By LUZ RIMBAN
(First of two parts)
IF Muslims in the Philippines only had a hand in the way things are run in the country, one of the first things they would do is rewrite mainstream history books to help Filipinos understand and put current issues in context.
Indeed, some of them say, an educational system created by the Americans, coupled with a religious system imposed by the Spaniards, has resulted in a narrative of Philippine history that excludes, among others, the country’s Islamic history.
The consequence: Generations upon generations of Filipinos clueless about Muslims and Mindanao, with a bias they inherit from their forebears and pass on to their offspring.
The cluelessness and bias were evident last week as politicians took turns saying their piece about Muslims amid the furor over the Mamasapano, Maguindanao encounter that killed 44 troopers of the Special Action Force, 18 members of the Moro Islamic Liberation Front and at least two civilians.
“Then until now we have these remnants of this conflict and the biases,” Dr. Sukarno Tanggol, chancellor of the Mindanao State University in Iligan City and former Philippine ambassador to Kuwait, said in an interview late last year for a video documentary on autonomy in Mindanao.
The bias was partly the result of centuries in which colonizers pitted Christianized Filipinos against Muslims to conquer resource-rich Mindanao in the classic divide-and-rule strategy.
“That, I think, is one of the reasons why we have this so-called Muslim-Christian antipathy, each one calling the other some negative names,” Tanggol said. “The Moros were then regarded as pirates or brigands, the Christians being referred to as traitors. And this was passed on to succeeding generations.”
To be sure, Mindanao’s history goes beyond the so-called Moro Wars, when sultanates fought Spanish colonizers, and later American forces. Centuries earlier, it was about Mindanao’s original inhabitants, the indigenous tribes, some of which later became Islamized and others not; about the Muslim elite co-opted by governments and politicians in Manila; about campaigns that saw Filipinos from the north taking Moro lands; and about the violence throughout Muslim history that came to a head when Ferdinand Marcos ruled the country.
“Philippine history has to be deconstructed,” said University of the Philippines Institute of Islamic Studies Dean Julkipli Wadi of this complex narrative, pointing out omissions and errors in textbook history.
That history is written mostly from the Western perspective and usually places the country’s starting point at its “discovery” by Ferdinand Magellan in the 16th century. In reality, Wadi said, a vibrant and flourishing civilization shaped by Islam had been in existence at least two centuries earlier in the South, when sultanates traded with the Chinese, Arabs and Hindus, whose influence spread peacefully over the islands.

_YOUR GOAL:_
Print the part of the article on Muslims and Philippine history that opens with the words containing "The cluelessness and" and closes with "least two civilians.", reproducing it word for word.

_SOURCE EXCERPT:_
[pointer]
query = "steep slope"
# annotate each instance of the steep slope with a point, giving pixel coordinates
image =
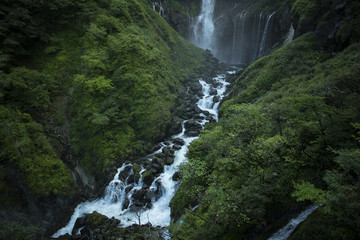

_WRITTEN RESPONSE:_
The cluelessness and bias were evident last week as politicians took turns saying their piece about Muslims amid the furor over the Mamasapano, Maguindanao encounter that killed 44 troopers of the Special Action Force, 18 members of the Moro Islamic Liberation Front and at least two civilians.